• UIT TE VOEREN:
1. Volgens het tekstfragment loopt er een meerjarig landelijk onderzoek. Onder hoeveel basisscholen wordt dat gedaan?
2. Zet alle instellingen en bladen die in het tekstfragment bij naam genoemd worden op een rij.

Voor de prestaties van leerlingen in het basisonderwijs maakt het niet uit of zij bij een onderwijzer of onderwijzeres in de klas zitten. Dat blijkt uit een studie van het Instituut voor Toegepaste Sociale Wetenschappen in Nijmegen (ITS).
Aanleiding voor het onderzoek was de overheersende mening uit een peiling van Het Onderwijsblad eerder dit jaar. Daaruit kwam naar voren dat driekwart van het onderwijzend personeel de toenemende ‘feminisering’ van het basisonderwijs problematisch vindt. Met name zou een tekort aan ‘mannelijke rolmodellen’ fnuikend zijn voor de ontwikkeling van jongens. Ook zou het de kwaliteit van het onderwijs niet ten goede komen.
Empirisch onderzoek naar de vermeende effecten was tot nu toe echter nagenoeg afwezig. Daarom liet het ministerie van Onderwijs een analyse op bestaande gegevens van het PRIMA-cohort-onderzoek uitvoeren. Dat is een meerjarig landelijk onderzoek onder 600 basisscholen. Inmiddels hebben vijf PRISMA-metingen over de laatste tien jaar plaatsgevonden.

• AANGELEVERDE GEGEVENS:
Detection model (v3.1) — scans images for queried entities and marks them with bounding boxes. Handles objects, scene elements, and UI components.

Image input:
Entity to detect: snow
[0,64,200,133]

• VOLLEDIGE ANTWOORDEN:
1. Onder 600 basisscholen.

2.
- Instituut voor Toegepaste Sociale Wetenschappen in Nijmegen (ITS)
- Het Onderwijsblad
- ministerie van Onderwijs